** BEGIN Dataset extract **

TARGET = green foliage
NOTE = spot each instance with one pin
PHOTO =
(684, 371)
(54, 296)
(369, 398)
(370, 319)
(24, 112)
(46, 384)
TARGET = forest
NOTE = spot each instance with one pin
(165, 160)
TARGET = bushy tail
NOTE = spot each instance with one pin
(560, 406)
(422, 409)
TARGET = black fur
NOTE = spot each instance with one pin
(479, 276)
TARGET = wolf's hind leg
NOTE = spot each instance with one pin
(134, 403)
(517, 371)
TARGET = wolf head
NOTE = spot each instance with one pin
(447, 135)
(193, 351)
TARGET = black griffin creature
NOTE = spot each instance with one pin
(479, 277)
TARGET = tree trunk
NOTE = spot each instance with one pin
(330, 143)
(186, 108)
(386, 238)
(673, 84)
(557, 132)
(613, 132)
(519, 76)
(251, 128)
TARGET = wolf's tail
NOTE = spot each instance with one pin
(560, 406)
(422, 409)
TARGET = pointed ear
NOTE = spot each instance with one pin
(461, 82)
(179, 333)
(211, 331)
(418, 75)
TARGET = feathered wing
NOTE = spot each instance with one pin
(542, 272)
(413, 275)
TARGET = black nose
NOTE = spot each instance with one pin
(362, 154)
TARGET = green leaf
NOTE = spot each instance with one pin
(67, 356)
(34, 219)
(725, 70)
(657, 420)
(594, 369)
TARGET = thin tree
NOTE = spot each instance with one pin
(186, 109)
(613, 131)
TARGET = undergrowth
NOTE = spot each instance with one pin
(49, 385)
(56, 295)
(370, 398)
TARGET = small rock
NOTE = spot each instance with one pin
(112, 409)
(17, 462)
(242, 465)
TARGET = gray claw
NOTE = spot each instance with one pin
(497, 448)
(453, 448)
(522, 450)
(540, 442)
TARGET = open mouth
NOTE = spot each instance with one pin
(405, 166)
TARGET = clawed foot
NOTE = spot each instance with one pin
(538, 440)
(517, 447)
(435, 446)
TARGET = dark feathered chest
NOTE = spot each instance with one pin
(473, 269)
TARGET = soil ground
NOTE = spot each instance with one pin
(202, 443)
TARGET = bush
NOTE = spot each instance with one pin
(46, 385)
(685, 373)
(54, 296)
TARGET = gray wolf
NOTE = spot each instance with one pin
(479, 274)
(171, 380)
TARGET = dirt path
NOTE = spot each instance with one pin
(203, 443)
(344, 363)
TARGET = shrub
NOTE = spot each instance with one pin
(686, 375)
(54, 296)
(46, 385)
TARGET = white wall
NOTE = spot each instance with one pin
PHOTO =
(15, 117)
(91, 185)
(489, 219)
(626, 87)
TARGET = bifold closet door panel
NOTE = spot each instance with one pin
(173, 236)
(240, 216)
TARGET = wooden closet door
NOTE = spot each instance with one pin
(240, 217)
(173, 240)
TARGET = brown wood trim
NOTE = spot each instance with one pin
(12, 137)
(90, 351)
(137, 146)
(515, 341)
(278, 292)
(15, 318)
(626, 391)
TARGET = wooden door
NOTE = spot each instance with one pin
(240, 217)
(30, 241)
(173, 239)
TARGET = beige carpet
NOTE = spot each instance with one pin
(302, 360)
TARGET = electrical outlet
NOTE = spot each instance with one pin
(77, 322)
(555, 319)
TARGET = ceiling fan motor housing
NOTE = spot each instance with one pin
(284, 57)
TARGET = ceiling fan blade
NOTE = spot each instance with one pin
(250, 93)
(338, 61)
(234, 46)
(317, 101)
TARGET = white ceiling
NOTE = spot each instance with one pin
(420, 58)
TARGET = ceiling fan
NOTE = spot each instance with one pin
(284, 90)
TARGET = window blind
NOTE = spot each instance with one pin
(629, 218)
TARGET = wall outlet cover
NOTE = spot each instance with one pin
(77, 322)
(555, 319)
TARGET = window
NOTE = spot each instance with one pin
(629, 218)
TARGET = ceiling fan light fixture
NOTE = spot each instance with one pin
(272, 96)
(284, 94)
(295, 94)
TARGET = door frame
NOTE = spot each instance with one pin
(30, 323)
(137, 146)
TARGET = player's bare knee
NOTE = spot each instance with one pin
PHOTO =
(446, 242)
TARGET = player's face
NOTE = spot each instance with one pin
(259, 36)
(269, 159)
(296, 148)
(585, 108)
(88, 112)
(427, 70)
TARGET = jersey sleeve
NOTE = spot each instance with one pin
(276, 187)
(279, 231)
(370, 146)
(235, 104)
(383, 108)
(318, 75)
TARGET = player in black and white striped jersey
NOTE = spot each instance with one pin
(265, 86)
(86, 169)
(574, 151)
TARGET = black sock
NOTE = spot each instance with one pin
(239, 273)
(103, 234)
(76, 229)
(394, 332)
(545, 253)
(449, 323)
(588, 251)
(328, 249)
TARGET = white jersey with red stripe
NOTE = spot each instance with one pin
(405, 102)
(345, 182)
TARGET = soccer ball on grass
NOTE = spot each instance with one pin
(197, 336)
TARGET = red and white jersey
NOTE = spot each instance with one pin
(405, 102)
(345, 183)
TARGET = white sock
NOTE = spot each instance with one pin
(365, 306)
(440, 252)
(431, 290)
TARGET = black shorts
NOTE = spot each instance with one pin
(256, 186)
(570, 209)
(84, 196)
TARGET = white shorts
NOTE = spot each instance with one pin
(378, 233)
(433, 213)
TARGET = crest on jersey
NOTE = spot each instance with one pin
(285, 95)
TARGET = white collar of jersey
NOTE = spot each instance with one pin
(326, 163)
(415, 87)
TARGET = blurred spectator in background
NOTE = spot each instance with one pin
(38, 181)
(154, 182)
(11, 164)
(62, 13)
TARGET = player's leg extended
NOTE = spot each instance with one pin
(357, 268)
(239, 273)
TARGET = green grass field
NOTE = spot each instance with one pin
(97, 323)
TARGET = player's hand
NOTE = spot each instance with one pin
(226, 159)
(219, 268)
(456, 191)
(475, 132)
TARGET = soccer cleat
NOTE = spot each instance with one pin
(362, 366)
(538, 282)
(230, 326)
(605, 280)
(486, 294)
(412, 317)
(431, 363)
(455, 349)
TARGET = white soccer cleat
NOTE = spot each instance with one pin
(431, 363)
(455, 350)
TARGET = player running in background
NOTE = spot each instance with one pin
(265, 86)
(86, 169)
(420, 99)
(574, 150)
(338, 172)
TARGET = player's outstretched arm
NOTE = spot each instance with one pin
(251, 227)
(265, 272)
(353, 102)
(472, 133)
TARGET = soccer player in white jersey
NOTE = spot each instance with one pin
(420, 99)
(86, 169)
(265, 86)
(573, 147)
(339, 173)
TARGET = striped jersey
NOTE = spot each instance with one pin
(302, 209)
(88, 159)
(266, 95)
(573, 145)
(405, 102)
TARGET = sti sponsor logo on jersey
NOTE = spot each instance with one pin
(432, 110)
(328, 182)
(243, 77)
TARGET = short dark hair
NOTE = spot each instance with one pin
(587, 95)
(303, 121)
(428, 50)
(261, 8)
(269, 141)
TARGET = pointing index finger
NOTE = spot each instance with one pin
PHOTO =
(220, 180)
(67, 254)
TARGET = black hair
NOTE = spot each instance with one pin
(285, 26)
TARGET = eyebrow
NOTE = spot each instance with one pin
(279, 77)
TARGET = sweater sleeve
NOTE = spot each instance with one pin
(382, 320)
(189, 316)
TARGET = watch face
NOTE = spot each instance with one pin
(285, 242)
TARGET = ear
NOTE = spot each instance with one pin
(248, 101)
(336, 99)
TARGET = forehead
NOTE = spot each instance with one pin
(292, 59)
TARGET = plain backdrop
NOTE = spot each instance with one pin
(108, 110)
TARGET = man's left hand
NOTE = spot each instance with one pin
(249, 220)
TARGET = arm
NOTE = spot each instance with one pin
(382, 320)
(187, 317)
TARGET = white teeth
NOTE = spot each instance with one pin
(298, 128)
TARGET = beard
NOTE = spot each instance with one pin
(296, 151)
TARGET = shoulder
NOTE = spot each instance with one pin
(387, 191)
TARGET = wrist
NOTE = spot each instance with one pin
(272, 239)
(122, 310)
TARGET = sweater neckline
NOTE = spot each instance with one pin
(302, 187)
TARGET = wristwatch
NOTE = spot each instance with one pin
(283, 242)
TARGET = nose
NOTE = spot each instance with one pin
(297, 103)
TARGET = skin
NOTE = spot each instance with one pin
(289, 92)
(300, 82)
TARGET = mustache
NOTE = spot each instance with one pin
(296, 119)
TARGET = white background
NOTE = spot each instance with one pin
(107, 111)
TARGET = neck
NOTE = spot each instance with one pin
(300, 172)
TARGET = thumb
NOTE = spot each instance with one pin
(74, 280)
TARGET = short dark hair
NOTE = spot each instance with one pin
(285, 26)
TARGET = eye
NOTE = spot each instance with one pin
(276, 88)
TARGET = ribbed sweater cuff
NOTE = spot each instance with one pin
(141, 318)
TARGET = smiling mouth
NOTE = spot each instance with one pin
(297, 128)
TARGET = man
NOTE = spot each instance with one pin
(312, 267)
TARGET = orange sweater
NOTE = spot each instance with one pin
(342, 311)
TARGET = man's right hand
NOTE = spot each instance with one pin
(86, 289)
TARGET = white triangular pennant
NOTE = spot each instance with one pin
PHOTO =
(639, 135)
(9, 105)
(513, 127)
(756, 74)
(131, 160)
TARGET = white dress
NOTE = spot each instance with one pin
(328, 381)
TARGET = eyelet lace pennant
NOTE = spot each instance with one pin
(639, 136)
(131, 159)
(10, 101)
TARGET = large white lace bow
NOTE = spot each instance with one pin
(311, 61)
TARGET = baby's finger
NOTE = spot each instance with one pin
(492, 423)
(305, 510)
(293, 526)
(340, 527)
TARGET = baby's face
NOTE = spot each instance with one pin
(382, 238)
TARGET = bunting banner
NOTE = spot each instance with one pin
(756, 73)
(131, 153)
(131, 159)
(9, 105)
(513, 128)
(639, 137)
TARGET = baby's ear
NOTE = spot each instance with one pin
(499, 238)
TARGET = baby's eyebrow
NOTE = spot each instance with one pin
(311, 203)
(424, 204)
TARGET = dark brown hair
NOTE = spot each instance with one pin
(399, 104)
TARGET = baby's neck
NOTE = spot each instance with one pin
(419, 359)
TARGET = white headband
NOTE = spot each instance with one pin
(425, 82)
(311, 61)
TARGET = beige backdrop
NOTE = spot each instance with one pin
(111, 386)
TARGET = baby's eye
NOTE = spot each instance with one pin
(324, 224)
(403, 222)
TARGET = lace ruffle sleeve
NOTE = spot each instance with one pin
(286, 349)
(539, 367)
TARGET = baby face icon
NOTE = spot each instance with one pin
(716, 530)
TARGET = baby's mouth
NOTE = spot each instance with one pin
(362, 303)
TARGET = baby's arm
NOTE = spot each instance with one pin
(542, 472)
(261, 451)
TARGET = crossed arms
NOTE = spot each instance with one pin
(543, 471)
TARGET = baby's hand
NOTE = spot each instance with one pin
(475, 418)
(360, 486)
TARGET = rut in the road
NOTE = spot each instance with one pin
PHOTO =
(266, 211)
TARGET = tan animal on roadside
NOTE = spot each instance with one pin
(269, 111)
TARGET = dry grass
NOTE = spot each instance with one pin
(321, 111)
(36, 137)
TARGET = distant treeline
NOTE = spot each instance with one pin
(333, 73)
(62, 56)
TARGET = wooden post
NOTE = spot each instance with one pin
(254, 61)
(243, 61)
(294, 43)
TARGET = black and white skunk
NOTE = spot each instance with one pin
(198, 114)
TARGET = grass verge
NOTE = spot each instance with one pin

** END Dataset extract **

▶ **Your goal**
From the line containing "TARGET = rut in the road" through the closing line of the material above, return every line exactly and omit all others.

▶ **Worked answer**
TARGET = rut in the road
NOTE = spot each instance with one pin
PHOTO =
(266, 211)
TARGET = tan animal on roadside
NOTE = spot each instance with one pin
(269, 111)
TARGET = dry grass
NOTE = spot each instance with one pin
(321, 111)
(36, 137)
TARGET = distant treeline
NOTE = spot each instance with one pin
(333, 73)
(62, 56)
TARGET = wooden post
NOTE = spot each instance with one pin
(254, 61)
(243, 61)
(294, 43)
TARGET = black and white skunk
NOTE = spot each instance with one pin
(198, 114)
TARGET = grass verge
NOTE = spot each instance with one pin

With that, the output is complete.